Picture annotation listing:
%%

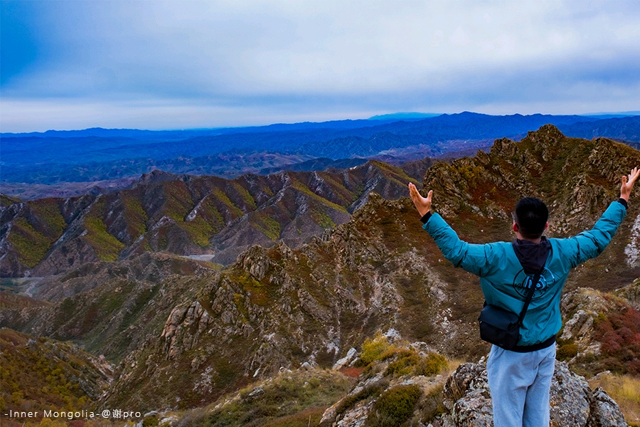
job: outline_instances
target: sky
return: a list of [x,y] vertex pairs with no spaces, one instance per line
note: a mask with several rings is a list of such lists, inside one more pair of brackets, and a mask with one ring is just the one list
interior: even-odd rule
[[636,0],[1,1],[0,132],[640,110]]

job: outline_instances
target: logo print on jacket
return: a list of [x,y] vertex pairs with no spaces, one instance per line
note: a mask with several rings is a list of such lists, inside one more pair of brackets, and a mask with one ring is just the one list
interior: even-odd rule
[[[513,278],[513,289],[515,289],[523,298],[526,298],[527,296],[527,291],[531,286],[531,282],[533,281],[533,275],[528,275],[525,273],[524,270],[521,270],[518,272],[518,274],[516,275],[516,277]],[[540,280],[535,284],[535,290],[533,291],[533,298],[537,298],[545,295],[547,290],[549,290],[549,288],[555,283],[555,276],[553,275],[553,273],[551,273],[550,270],[545,268],[543,273],[540,275]]]

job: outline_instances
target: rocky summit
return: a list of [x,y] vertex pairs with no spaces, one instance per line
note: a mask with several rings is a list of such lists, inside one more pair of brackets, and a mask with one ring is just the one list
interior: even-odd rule
[[[520,142],[498,139],[489,152],[434,163],[423,188],[468,241],[511,240],[509,212],[523,196],[547,202],[548,235],[562,237],[590,228],[639,164],[629,146],[544,126]],[[3,201],[11,248],[3,274],[46,277],[21,278],[38,300],[16,295],[0,320],[103,355],[112,379],[92,402],[155,411],[159,423],[490,425],[477,279],[421,229],[406,176],[380,162],[358,167],[387,180],[356,180],[356,169],[227,181],[156,174],[112,194]],[[635,197],[611,245],[567,281],[557,425],[623,425],[597,423],[623,421],[585,379],[640,376]],[[287,240],[298,227],[308,238]],[[25,258],[21,238],[41,243],[40,255]],[[223,253],[224,242],[244,250],[220,263],[184,256],[184,248]],[[273,396],[289,403],[273,406]]]

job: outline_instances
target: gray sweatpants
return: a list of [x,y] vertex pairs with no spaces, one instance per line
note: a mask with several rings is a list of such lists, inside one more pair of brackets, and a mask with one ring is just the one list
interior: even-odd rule
[[486,362],[494,427],[549,427],[555,345],[530,353],[491,346]]

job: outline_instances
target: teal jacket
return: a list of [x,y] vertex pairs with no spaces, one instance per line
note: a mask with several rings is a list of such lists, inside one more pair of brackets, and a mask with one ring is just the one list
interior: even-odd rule
[[[533,294],[518,345],[533,345],[556,334],[562,327],[560,291],[572,268],[597,257],[607,247],[626,215],[626,208],[614,201],[588,231],[567,238],[550,238],[551,250],[543,274]],[[422,227],[447,260],[480,278],[486,302],[520,313],[524,305],[526,275],[511,242],[472,244],[463,241],[437,214]]]

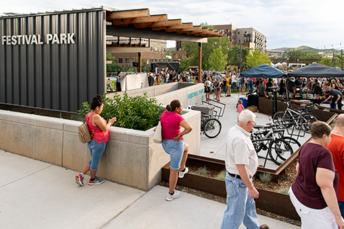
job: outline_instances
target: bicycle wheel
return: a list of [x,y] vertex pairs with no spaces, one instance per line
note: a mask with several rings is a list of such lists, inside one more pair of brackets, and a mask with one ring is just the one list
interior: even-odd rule
[[289,113],[285,113],[285,111],[276,112],[272,116],[272,122],[275,124],[281,124],[286,128],[292,126],[292,124],[291,123],[292,122],[291,120],[292,119],[292,117]]
[[203,133],[209,138],[217,137],[221,132],[221,122],[216,118],[209,118],[205,121]]
[[268,151],[270,157],[277,165],[281,165],[292,153],[292,147],[283,139],[272,140]]
[[312,113],[305,114],[303,116],[303,118],[300,120],[301,127],[305,133],[310,133],[312,124],[317,120],[320,120],[320,118],[316,115]]

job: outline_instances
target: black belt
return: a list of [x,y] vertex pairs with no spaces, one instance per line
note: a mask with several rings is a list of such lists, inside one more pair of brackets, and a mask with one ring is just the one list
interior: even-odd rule
[[239,175],[233,174],[233,173],[229,173],[228,171],[227,171],[227,173],[228,173],[229,175],[231,176],[232,177],[241,179],[241,177],[240,177],[240,176]]

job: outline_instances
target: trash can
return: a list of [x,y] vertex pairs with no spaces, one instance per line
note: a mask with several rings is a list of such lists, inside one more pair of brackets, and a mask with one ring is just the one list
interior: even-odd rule
[[244,107],[247,108],[247,100],[245,98],[239,98],[239,99],[242,101]]
[[193,110],[200,111],[202,113],[204,113],[206,115],[208,115],[213,117],[214,113],[214,108],[215,107],[213,105],[193,105],[191,109]]

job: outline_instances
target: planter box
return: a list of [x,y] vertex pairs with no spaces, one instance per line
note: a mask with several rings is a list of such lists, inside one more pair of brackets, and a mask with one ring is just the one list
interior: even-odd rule
[[[206,166],[206,168],[220,171],[225,169],[224,162],[214,159],[205,159],[203,157],[190,155],[186,161],[188,166]],[[169,163],[162,168],[162,179],[169,182]],[[183,179],[178,179],[178,185],[199,190],[226,198],[225,182],[219,179],[186,173]],[[260,209],[273,212],[292,219],[300,220],[289,195],[257,188],[259,198],[255,199],[256,206]]]
[[[190,153],[200,154],[200,112],[185,109],[182,116],[193,131],[184,136]],[[79,142],[81,122],[0,110],[0,149],[76,171],[91,159],[87,144]],[[97,175],[144,190],[161,180],[161,168],[169,161],[161,144],[146,131],[111,127],[110,140]]]

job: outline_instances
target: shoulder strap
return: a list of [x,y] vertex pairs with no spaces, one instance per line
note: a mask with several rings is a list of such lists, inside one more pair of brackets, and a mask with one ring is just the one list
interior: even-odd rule
[[[89,118],[91,118],[92,116],[94,116],[94,115],[95,115],[95,113],[92,113],[92,115],[89,116],[89,117],[88,117],[88,119],[86,120],[86,125],[87,125],[87,122],[88,122],[88,120],[89,120]],[[86,115],[86,118],[87,118],[87,115]],[[87,128],[88,128],[88,127],[87,127]],[[91,135],[91,138],[92,138],[93,135],[94,134],[94,133],[96,132],[96,131],[97,130],[97,129],[98,129],[98,125],[97,125],[97,127],[96,127],[96,129],[94,129],[94,131],[92,132],[92,134]]]

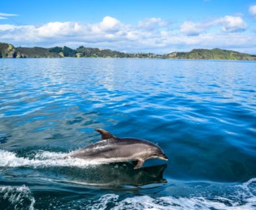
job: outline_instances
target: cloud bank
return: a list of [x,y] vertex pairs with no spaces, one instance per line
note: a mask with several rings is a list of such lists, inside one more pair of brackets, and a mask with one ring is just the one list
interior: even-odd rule
[[[3,14],[0,13],[0,17],[7,16]],[[0,40],[15,45],[77,47],[83,45],[131,52],[167,53],[192,48],[215,47],[256,52],[255,34],[247,32],[248,26],[241,16],[225,16],[202,22],[185,21],[177,25],[154,17],[132,26],[110,16],[105,16],[101,22],[94,24],[0,24]]]

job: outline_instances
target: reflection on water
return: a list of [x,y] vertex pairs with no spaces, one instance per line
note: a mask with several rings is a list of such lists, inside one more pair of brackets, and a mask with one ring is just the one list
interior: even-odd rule
[[[167,165],[135,170],[131,163],[105,164],[86,169],[62,167],[50,169],[52,178],[65,182],[102,187],[143,186],[167,183],[163,174]],[[48,169],[49,170],[49,169]],[[51,178],[49,175],[47,177]],[[61,178],[60,178],[61,177]]]
[[[21,205],[35,209],[253,209],[255,69],[254,62],[1,59],[0,203],[20,194]],[[98,140],[95,128],[158,144],[168,167],[62,159]]]

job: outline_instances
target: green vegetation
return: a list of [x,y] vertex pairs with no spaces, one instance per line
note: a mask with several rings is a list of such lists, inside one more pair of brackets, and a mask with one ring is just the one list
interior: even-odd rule
[[211,50],[198,49],[190,52],[176,52],[165,54],[154,53],[125,53],[109,49],[85,47],[76,49],[68,47],[14,47],[13,45],[0,43],[0,58],[169,58],[169,59],[214,59],[256,60],[255,55],[241,53],[220,49]]
[[256,60],[256,56],[215,48],[212,50],[194,49],[188,52],[172,52],[167,54],[166,58]]

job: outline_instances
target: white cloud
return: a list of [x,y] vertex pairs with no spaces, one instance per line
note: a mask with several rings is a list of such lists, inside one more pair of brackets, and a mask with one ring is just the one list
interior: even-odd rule
[[249,12],[253,18],[256,18],[256,5],[251,6]]
[[0,12],[0,20],[7,19],[7,17],[13,16],[18,16],[18,14]]
[[190,21],[185,21],[181,26],[181,32],[187,35],[198,35],[203,31],[201,24],[196,24]]
[[139,21],[138,23],[138,27],[150,30],[167,26],[168,22],[162,20],[160,18],[146,18],[143,21]]
[[222,31],[227,33],[244,32],[247,27],[242,17],[227,15],[208,22],[194,23],[186,21],[181,26],[181,32],[187,35],[198,35],[208,28],[217,26],[221,26]]
[[238,32],[244,31],[247,24],[240,16],[225,16],[219,20],[223,24],[222,30],[225,32]]
[[[182,33],[165,26],[161,19],[146,20],[133,26],[110,16],[95,24],[54,22],[41,26],[0,24],[0,40],[14,45],[66,45],[75,48],[83,45],[126,52],[166,53],[175,50],[219,47],[245,49],[245,52],[247,48],[247,52],[256,52],[255,34],[229,33],[245,28],[240,17],[224,16],[207,22],[185,22],[181,26]],[[151,24],[154,30],[149,27]],[[158,27],[158,24],[163,26]],[[211,27],[219,28],[219,31],[207,32]],[[221,27],[223,32],[220,31]]]

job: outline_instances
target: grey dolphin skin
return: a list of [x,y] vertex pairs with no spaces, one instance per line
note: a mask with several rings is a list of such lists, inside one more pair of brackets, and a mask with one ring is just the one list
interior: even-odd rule
[[95,129],[101,135],[96,143],[70,152],[68,156],[100,163],[133,161],[135,169],[142,167],[148,159],[158,158],[165,161],[168,158],[163,150],[148,140],[135,138],[117,138],[103,129]]

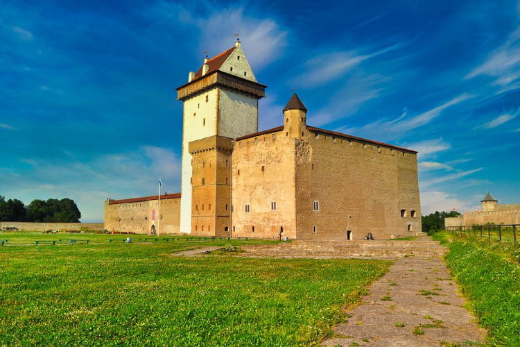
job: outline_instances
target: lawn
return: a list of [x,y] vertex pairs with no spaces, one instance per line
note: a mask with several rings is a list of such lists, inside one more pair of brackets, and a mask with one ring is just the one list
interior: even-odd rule
[[489,330],[491,346],[520,346],[520,247],[511,242],[453,237],[447,264],[468,298],[479,323]]
[[[227,242],[107,244],[98,236],[88,245],[0,247],[0,345],[313,345],[390,265],[173,257]],[[241,242],[251,243],[232,242]]]

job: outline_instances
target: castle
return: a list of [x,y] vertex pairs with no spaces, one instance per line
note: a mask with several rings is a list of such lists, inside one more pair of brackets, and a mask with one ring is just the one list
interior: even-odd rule
[[[258,131],[259,83],[240,42],[176,89],[181,194],[105,203],[110,230],[317,240],[421,231],[417,152],[306,124],[294,94]],[[160,210],[160,212],[159,212]],[[157,213],[156,213],[157,212]]]
[[489,192],[480,201],[482,210],[464,212],[456,217],[444,218],[446,228],[494,224],[520,224],[520,203],[499,205]]

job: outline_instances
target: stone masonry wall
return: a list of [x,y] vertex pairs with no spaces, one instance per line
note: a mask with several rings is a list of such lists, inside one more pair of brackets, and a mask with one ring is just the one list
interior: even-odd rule
[[[152,225],[157,226],[158,201],[138,201],[109,205],[105,202],[105,228],[109,231],[150,234]],[[155,223],[153,221],[155,210]],[[159,234],[180,232],[180,198],[161,199]]]
[[19,221],[1,221],[0,230],[8,227],[17,228],[19,230],[46,231],[53,230],[80,230],[82,228],[87,228],[92,230],[102,230],[105,229],[104,223],[29,223]]
[[302,139],[296,158],[298,239],[346,240],[351,230],[351,239],[369,232],[381,239],[421,231],[415,153],[314,131]]

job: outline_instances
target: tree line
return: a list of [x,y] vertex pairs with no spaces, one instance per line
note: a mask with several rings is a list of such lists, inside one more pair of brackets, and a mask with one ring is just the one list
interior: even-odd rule
[[422,231],[424,232],[436,232],[444,229],[444,218],[456,217],[460,214],[457,211],[447,212],[442,211],[435,211],[435,213],[431,213],[427,216],[422,216],[421,221],[422,223]]
[[6,200],[0,195],[0,221],[78,223],[81,212],[73,200],[35,199],[26,206],[17,198]]

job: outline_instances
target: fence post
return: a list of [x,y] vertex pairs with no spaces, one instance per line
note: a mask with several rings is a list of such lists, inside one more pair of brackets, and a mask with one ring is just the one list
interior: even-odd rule
[[517,226],[513,226],[513,242],[517,242]]

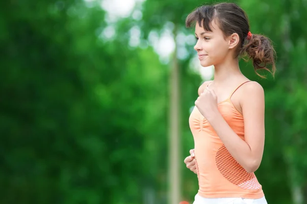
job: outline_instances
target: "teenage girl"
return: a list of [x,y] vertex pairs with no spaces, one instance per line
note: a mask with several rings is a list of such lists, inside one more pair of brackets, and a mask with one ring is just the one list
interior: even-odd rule
[[274,75],[275,51],[269,39],[251,33],[234,4],[198,8],[186,20],[187,27],[194,23],[194,49],[203,67],[214,65],[214,74],[199,88],[189,120],[194,149],[184,162],[198,177],[193,203],[266,204],[254,174],[264,152],[264,92],[241,73],[238,58],[247,54],[255,71]]

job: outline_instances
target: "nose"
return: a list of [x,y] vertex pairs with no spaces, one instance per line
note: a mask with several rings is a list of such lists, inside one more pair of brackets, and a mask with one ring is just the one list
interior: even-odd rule
[[196,44],[195,45],[195,46],[194,46],[194,49],[196,51],[199,51],[202,50],[202,46],[200,41],[200,40],[198,40],[196,42]]

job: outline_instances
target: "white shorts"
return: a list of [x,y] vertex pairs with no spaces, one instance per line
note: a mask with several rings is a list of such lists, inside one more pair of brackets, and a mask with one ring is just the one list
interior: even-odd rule
[[206,198],[198,194],[193,204],[268,204],[265,197],[259,199],[241,198]]

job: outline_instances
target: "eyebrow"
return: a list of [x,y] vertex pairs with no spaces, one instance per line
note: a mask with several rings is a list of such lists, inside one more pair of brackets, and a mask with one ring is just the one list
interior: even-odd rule
[[[201,36],[206,33],[207,33],[206,32],[203,32],[202,33],[201,33]],[[197,34],[196,34],[196,33],[195,33],[195,35],[197,35]]]

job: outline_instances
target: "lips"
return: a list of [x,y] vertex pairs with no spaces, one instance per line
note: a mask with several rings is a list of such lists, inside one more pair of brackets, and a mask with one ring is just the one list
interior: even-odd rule
[[199,58],[200,59],[201,58],[203,58],[205,56],[208,56],[207,54],[199,54]]

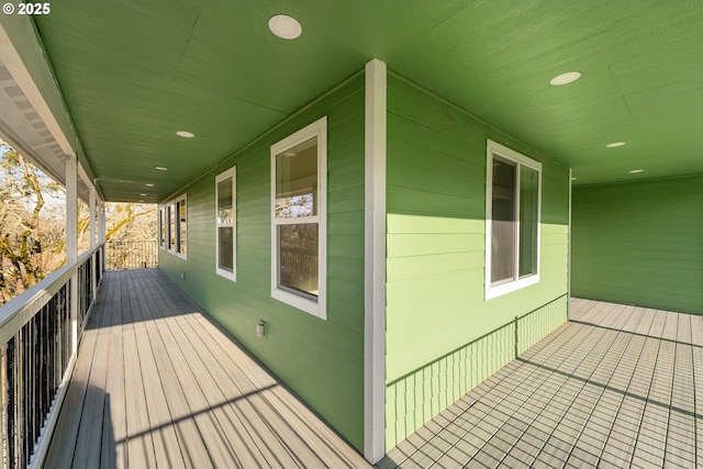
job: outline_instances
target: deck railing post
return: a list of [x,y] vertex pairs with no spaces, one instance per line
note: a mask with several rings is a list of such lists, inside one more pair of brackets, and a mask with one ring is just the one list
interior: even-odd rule
[[[66,159],[66,265],[78,264],[78,158]],[[70,279],[71,351],[78,349],[78,269]]]

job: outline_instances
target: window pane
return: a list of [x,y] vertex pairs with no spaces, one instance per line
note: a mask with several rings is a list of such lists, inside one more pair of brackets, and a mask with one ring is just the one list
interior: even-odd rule
[[174,215],[174,205],[168,205],[168,248],[172,249],[176,245],[176,216]]
[[232,178],[226,178],[217,182],[217,223],[231,224],[233,221]]
[[317,214],[317,137],[276,156],[276,217]]
[[515,164],[493,158],[491,284],[514,280]]
[[219,242],[220,242],[220,259],[217,259],[217,267],[224,270],[234,271],[234,228],[232,226],[220,226],[217,228]]
[[186,209],[186,200],[181,200],[180,202],[178,202],[178,227],[179,227],[179,233],[178,233],[178,252],[180,254],[186,254],[186,245],[187,245],[187,234],[186,234],[186,216],[187,216],[187,209]]
[[317,298],[317,224],[279,225],[278,286]]
[[164,247],[166,246],[166,221],[164,220],[166,217],[166,213],[164,211],[164,209],[161,208],[158,211],[158,224],[159,224],[159,246]]
[[520,168],[520,277],[537,273],[537,210],[539,177]]

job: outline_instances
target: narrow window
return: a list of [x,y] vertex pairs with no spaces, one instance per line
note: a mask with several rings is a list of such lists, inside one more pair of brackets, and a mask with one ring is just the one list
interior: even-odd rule
[[164,205],[158,208],[158,246],[166,248],[166,210]]
[[271,146],[271,297],[326,319],[323,118]]
[[176,201],[176,254],[186,257],[188,246],[188,208],[186,196]]
[[486,298],[539,281],[542,164],[488,141]]
[[166,209],[168,211],[168,250],[174,253],[174,249],[176,248],[176,216],[174,213],[174,204],[169,203]]
[[215,178],[216,272],[236,280],[236,168]]

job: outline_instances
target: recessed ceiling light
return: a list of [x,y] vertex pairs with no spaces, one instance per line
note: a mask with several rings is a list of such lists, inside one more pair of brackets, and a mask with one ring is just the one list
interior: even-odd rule
[[556,77],[554,77],[549,81],[549,83],[554,85],[555,87],[560,87],[561,85],[572,83],[579,78],[581,78],[580,71],[567,71],[566,74],[557,75]]
[[298,20],[287,14],[277,14],[268,20],[268,29],[282,40],[294,40],[303,32]]

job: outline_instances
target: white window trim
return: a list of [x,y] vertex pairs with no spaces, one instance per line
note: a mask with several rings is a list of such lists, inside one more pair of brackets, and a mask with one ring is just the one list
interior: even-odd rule
[[[217,203],[220,181],[232,178],[232,224],[217,222]],[[232,281],[237,281],[237,167],[233,166],[215,178],[215,273]],[[220,227],[232,226],[232,271],[220,268]]]
[[[501,297],[525,287],[529,287],[539,282],[540,272],[540,252],[542,252],[542,163],[536,161],[523,154],[520,154],[506,146],[503,146],[491,139],[486,145],[486,300]],[[491,228],[493,213],[493,155],[501,156],[517,165],[516,171],[520,175],[520,166],[526,166],[537,171],[537,272],[523,279],[513,280],[511,282],[491,286]],[[517,177],[517,186],[515,188],[515,204],[520,206],[520,177]],[[520,220],[515,223],[515,230],[520,232]],[[515,263],[520,261],[520,238],[515,237]],[[516,267],[517,268],[517,267]],[[517,270],[516,270],[517,271]]]
[[166,205],[158,205],[158,248],[166,250]]
[[166,204],[166,250],[174,255],[176,254],[176,205],[170,201]]
[[[280,289],[278,283],[277,227],[287,221],[276,219],[276,156],[312,137],[317,137],[317,300],[310,300]],[[327,319],[327,118],[324,116],[271,145],[271,298],[322,320]]]
[[[186,254],[180,252],[180,202],[186,202]],[[182,194],[178,199],[174,200],[174,212],[176,214],[176,256],[181,259],[188,259],[188,200],[187,196]]]
[[[171,199],[166,203],[163,203],[158,206],[159,212],[159,231],[158,231],[158,243],[159,249],[172,254],[174,256],[181,258],[183,260],[188,259],[188,249],[186,249],[186,254],[179,252],[180,249],[180,213],[178,211],[179,202],[186,201],[186,243],[188,243],[188,200],[187,194],[182,194],[177,199]],[[171,224],[169,221],[169,215],[174,215],[174,245],[170,245],[170,234],[171,234]],[[164,227],[164,244],[161,244],[161,226]]]

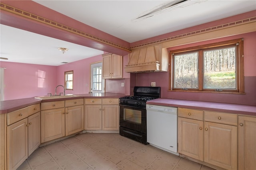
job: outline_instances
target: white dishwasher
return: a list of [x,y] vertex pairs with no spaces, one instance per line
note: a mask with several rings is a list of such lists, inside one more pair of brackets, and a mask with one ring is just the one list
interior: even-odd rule
[[177,153],[176,107],[147,104],[147,140],[150,144]]

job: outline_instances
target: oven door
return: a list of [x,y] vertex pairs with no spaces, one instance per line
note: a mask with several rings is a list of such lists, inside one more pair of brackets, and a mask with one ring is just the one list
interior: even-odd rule
[[146,114],[145,108],[120,104],[120,127],[146,134]]

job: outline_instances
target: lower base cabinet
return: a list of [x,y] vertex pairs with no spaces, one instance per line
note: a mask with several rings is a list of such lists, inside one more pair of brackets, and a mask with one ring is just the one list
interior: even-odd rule
[[180,154],[216,168],[237,169],[237,115],[179,108],[178,116]]
[[238,116],[238,170],[256,167],[256,117]]
[[7,127],[7,169],[17,169],[40,144],[40,112]]
[[41,111],[41,142],[65,136],[65,108]]
[[204,122],[204,161],[226,170],[237,169],[237,127]]

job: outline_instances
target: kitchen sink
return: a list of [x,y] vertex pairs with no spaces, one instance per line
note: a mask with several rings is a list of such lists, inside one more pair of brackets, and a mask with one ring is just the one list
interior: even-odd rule
[[63,96],[40,96],[38,97],[35,97],[36,99],[38,99],[41,100],[47,100],[50,99],[62,99],[66,98],[68,97],[78,97],[80,96],[74,95],[66,95]]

%%

Rewrite the listing from its start through the line containing "[[636,0],[1,1],[0,132],[640,110]]", shifting every answer coordinate by adding 60 to it. Omit the pictures from your output.

job: outline_instances
target: sky
return: a list of [x,y] vertex pairs with no spaces, one instance per line
note: a mask with several rings is a list of such lists, inside one more pair of brackets, and a mask with one ring is just the one list
interior: even-odd rule
[[696,60],[61,61],[60,192],[700,170]]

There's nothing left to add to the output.